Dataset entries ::
* * * * * * * * *
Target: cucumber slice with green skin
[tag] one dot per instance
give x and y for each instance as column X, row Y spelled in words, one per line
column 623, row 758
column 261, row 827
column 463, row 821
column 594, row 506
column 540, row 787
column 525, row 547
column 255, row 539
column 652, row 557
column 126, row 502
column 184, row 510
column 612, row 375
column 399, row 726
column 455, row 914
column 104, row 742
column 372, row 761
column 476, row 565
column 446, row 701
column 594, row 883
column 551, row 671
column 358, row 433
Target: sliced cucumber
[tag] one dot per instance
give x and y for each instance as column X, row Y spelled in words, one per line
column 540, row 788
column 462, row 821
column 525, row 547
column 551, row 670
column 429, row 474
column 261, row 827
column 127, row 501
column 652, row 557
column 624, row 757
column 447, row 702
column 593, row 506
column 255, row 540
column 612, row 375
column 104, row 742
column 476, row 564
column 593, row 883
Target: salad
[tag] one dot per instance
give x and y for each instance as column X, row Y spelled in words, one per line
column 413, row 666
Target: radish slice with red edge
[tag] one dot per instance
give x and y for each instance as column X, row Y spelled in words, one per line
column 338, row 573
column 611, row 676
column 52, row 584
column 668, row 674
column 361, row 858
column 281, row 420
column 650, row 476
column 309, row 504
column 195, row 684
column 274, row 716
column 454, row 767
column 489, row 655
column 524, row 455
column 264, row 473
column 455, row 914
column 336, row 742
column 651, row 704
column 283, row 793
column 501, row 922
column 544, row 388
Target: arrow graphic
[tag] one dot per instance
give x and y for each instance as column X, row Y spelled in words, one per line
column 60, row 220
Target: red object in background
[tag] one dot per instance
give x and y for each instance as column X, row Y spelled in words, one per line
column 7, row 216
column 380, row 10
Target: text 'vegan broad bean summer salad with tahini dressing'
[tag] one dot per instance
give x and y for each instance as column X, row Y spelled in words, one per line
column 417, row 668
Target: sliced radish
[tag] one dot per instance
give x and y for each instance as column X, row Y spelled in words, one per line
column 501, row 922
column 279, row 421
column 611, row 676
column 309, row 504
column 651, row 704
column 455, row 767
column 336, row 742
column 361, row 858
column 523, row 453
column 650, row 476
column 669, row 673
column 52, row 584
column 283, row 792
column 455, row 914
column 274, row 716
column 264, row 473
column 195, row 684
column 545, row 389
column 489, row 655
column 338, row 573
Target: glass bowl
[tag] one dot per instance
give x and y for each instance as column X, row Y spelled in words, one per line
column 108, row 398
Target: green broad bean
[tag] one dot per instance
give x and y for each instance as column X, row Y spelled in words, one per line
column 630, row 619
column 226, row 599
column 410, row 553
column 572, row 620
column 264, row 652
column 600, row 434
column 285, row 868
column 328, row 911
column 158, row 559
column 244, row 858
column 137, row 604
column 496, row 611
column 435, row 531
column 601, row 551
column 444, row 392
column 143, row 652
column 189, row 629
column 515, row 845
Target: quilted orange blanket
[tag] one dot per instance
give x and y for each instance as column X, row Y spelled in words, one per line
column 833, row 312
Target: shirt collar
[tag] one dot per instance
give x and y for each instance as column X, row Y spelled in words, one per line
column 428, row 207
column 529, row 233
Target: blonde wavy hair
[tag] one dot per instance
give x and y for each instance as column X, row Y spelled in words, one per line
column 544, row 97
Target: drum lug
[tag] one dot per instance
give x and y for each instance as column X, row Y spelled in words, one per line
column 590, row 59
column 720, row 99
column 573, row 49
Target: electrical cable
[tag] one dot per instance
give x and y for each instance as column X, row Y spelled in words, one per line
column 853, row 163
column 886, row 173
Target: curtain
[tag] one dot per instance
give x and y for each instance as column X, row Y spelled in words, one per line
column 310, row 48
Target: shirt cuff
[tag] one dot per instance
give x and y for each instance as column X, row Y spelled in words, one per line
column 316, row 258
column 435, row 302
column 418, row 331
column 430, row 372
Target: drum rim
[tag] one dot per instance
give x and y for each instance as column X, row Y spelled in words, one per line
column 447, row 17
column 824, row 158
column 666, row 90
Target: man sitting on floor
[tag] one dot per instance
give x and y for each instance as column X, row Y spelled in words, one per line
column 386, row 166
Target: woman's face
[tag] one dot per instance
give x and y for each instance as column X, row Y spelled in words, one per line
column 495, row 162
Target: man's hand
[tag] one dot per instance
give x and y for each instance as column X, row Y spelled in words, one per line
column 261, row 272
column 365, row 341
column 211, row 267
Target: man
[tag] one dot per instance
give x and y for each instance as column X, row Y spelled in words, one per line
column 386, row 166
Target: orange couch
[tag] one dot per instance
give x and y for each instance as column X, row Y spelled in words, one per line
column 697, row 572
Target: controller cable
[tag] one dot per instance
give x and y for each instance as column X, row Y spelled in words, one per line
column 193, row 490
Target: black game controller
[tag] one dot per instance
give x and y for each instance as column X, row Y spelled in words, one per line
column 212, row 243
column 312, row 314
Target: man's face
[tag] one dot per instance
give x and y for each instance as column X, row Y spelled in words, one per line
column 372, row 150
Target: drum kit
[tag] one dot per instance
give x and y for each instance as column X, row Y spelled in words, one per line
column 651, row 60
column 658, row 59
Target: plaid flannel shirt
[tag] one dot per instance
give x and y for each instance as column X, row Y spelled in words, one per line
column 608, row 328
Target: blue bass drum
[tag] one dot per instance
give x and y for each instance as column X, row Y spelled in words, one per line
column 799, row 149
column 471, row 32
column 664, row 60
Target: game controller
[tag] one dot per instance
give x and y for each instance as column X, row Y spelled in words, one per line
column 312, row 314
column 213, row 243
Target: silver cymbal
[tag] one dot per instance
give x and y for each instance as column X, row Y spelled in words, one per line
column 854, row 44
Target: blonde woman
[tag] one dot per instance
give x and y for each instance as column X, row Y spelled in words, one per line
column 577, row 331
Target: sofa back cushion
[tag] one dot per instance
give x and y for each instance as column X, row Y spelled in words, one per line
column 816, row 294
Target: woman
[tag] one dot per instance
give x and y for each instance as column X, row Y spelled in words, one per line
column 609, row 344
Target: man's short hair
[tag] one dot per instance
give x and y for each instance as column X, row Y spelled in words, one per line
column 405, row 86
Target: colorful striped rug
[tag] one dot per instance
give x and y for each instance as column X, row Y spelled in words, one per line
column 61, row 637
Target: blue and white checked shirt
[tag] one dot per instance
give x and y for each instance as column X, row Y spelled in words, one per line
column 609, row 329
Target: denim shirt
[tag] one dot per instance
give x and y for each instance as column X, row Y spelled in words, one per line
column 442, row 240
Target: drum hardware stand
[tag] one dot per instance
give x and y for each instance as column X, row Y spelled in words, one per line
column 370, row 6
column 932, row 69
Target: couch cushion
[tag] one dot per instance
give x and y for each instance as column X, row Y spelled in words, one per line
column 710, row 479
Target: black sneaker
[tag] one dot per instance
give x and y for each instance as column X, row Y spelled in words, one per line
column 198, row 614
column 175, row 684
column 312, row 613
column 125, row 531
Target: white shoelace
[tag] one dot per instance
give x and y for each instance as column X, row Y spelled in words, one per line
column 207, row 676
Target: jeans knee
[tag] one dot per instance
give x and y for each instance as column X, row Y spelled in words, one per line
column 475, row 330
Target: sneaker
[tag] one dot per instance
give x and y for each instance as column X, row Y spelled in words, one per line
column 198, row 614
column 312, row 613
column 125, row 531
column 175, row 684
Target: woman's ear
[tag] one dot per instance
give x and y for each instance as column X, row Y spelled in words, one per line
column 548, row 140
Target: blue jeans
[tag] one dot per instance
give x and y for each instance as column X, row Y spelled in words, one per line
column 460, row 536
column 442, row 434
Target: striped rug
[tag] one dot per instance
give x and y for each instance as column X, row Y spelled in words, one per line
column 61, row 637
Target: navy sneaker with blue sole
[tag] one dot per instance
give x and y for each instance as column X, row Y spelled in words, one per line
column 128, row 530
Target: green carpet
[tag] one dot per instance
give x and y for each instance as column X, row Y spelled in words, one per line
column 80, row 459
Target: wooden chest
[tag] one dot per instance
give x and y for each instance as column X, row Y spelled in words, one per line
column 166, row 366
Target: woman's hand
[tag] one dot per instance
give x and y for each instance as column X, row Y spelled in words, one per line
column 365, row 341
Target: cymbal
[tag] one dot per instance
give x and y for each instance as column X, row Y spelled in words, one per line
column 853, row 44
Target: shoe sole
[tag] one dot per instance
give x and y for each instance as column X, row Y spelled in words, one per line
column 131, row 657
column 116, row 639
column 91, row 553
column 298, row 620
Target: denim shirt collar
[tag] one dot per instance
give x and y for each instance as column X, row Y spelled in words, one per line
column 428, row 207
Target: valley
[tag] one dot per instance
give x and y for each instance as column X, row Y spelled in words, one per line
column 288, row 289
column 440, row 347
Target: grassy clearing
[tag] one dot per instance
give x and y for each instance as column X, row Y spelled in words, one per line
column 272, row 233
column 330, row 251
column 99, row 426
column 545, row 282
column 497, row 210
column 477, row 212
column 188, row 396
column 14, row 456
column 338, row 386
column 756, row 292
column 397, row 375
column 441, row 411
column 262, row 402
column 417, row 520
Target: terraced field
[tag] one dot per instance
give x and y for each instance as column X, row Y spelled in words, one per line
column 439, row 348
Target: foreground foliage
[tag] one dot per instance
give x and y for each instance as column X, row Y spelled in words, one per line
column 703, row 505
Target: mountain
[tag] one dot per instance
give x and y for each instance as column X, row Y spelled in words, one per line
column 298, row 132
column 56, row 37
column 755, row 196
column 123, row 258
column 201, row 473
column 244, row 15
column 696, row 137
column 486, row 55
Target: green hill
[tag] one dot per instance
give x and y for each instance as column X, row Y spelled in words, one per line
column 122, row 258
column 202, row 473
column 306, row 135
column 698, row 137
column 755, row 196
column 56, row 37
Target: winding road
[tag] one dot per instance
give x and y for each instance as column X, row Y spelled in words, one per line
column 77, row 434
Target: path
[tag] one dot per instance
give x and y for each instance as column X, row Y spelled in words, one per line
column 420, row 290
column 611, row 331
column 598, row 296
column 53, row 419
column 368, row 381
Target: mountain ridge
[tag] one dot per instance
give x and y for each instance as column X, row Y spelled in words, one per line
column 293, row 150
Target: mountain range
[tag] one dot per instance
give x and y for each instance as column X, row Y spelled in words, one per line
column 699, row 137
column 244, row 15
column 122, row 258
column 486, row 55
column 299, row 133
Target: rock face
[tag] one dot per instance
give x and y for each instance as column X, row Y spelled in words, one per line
* * * * * * * * *
Exercise instructions :: Reproduce everything from the line containing "Target: glass bowl" down to the line containing "column 529, row 233", substituting "fava bean" for "green broad bean" and leaving all else as it stands.

Output below ::
Target: glass bowl
[tag] one dot per instance
give x and y for each instance as column X, row Y spelled in words, one per line
column 108, row 398
Target: fava bean
[tag] one dot per instance
give x and y for each instance as column X, row Y spelled in words, one per line
column 630, row 619
column 226, row 599
column 410, row 553
column 572, row 620
column 264, row 652
column 600, row 434
column 285, row 868
column 328, row 911
column 158, row 559
column 244, row 858
column 137, row 604
column 496, row 611
column 435, row 531
column 601, row 551
column 444, row 392
column 143, row 652
column 189, row 629
column 515, row 845
Target: quilted orange blanket
[tag] one dot per instance
give x and y for each instance as column X, row Y spelled in words, one per line
column 833, row 312
Target: shirt collar
[tag] one dot per instance
give x and y for each instance as column X, row Y spelled in words, one per line
column 428, row 207
column 529, row 233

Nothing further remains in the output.